» Seitentext:
Es gibt nur wenige Gebiete in der Stadt Luzern, die sich so dynamisch entwickeln wie Tribschen-Langensand. Das zeigt ein Blick auf die Bauprojekte, die dort kürzlich umgesetzt worden sind oder es noch werden: Beispiele sind die Überbauungen EWL-Areal und Industriestrasse, die Erweiterung des CSS-Hauptsitzes, die Grosssiedlung Tribschenstadt, die Wohn- und Geschäftshäuser «Tribschen hoch 4» oder «Lou», das Stadthotel, mehrere Überbauungen rund um das Schönbühl-Shoppingcenter oder die See-Energiezentrale Wartegg.
Früher ging es dort beschaulicher zu und her. Das Tribschen-Langensand-Gebiet, von sich der Ufschötti/Langensandbrücke bis zur Horwer Grenze erstreckt, war lange von Weidland, Sumpf und einigen landwirtschaftlichen Gebäuden sowie herrschaftlichen Landsitzen geprägt. Eingesetzt hat die bauliche Entwicklung vergleichsweise spät. Entsprechend ist der Quartierverein Tribschen-Langensand, der heuer 100-jährig geworden ist, nicht so alt wie andere, die bereits das 150-Jahr-Jubiläum hinter sich haben, etwa Wächter am Gütsch (Untergrund), Hochwacht oder Obergrund.

» Bereitgestellte Liste:
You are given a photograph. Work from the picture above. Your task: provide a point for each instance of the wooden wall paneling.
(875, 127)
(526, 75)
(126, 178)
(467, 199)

» Aufgabe:
Fasse den Seitentext bitte in zwei Sätzen zusammen. Die Liste hat mit dem Seitentext nichts zu tun.

» Lösung:
Tribschen-Langensand gehört zu den Gebieten der Stadt Luzern, die sich am dynamischsten entwickeln, wie zahlreiche kürzlich umgesetzte oder noch umzusetzende Bauprojekte zeigen. Früher war das Gebiet von Weidland, Sumpf, landwirtschaftlichen Gebäuden und herrschaftlichen Landsitzen geprägt, und weil die bauliche Entwicklung vergleichsweise spät einsetzte, ist der heuer 100-jährige Quartierverein nicht so alt wie andere Quartiervereine.